**Required task**. Arrange every line of the rows below as a Markdown table with two columns, No. and Line, numbering each line and leaving out blank lines.

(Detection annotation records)
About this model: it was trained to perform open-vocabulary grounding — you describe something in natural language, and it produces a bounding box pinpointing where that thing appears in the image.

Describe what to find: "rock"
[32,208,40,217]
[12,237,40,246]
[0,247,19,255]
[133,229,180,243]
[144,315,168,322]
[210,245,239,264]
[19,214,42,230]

**Reply to the exercise**.
| No. | Line |
|---|---|
| 1 | About this model: it was trained to perform open-vocabulary grounding — you describe something in natural language, and it produces a bounding box pinpointing where that thing appears in the image. |
| 2 | Describe what to find: "rock" |
| 3 | [32,208,40,217] |
| 4 | [12,237,40,246] |
| 5 | [0,247,19,255] |
| 6 | [133,229,180,243] |
| 7 | [144,315,168,322] |
| 8 | [210,245,239,264] |
| 9 | [19,214,42,230] |